» **Dataset records**:
++++++++++++++++++++

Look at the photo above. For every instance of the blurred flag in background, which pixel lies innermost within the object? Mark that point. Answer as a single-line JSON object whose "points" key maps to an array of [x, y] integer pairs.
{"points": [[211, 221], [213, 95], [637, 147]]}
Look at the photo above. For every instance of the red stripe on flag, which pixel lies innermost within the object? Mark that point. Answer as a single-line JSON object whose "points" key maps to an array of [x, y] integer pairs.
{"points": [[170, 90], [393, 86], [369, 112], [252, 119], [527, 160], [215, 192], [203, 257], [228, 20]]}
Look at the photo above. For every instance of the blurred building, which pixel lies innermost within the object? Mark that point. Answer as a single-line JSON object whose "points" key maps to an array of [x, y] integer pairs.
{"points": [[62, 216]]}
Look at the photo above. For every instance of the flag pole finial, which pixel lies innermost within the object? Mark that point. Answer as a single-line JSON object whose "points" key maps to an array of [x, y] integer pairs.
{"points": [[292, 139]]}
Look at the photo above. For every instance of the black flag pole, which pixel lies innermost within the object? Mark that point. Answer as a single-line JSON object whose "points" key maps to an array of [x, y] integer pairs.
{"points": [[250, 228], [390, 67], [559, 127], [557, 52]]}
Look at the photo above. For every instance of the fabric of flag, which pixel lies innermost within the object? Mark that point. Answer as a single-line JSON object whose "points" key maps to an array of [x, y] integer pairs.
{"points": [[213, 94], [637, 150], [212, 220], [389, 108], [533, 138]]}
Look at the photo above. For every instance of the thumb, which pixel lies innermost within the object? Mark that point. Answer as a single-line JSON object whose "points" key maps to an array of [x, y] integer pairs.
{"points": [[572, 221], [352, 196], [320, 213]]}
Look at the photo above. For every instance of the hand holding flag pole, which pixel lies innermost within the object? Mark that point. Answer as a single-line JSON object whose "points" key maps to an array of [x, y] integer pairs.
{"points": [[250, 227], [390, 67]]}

++++++++++++++++++++

Rewrite all of the records above, swapping "innermost" for "deepest" and leaving everything else untouched.

Look at the photo above. For every instance of the blurred flag in background, which pixel lies deepest within the object? Mark that point. Answer as a single-line JSON object whose "points" key maps to an array of [x, y] integer pairs.
{"points": [[211, 221], [213, 95], [637, 147]]}
Look at the photo above. For every instance of the red stripe on flag, which pixel lies deepest within the object? Mark that point. Answer as a single-line JSON object whose "points" key maps to an array of [x, y] integer pairs.
{"points": [[170, 90], [393, 86], [369, 112], [252, 119], [527, 160], [215, 192], [203, 257], [228, 20]]}
Look at the photo above. For every instance of the blurred building, which pixel lies deepest within the object? Mark that point. Answer as a single-line JSON object whose "points" key maps to an array of [x, y] integer pairs.
{"points": [[62, 216]]}
Look at the photo above. For every instance of the flag pole finial, which pixel lies deepest within the object? Mark that point. Answer as a single-line JSON object whose "points" key maps to an array of [x, y] integer pairs.
{"points": [[292, 139]]}
Look at the photo above. For every instance of the black flag pole, which pixel lies deepest within the object? Mark that point. Answer as a single-line JSON object whose "points" key maps to an array of [x, y] integer pairs.
{"points": [[250, 228], [390, 67], [559, 127], [557, 52]]}
Look at the photo above. For every instance of the fabric of flag, which pixel lies deepest within the object? Mark that point. Answer as a single-line JSON object whose "points" key maps to an array of [x, y] integer pairs.
{"points": [[213, 94], [637, 150], [212, 220], [389, 108], [533, 138]]}
Look at the photo above. For every instance of the thumb, which pixel lies deepest within the object? Mark that point. Answer as a single-line JSON object whose "points" key maps to an array of [x, y] integer pairs.
{"points": [[572, 221], [352, 196], [320, 213]]}
Look at the photo above. For every instance of the hand holding flag pole, which pixel lies deepest within the object? Mark that point. Answer as a single-line JSON object whose "points" key maps to an array of [x, y] integer pairs.
{"points": [[250, 227], [390, 67]]}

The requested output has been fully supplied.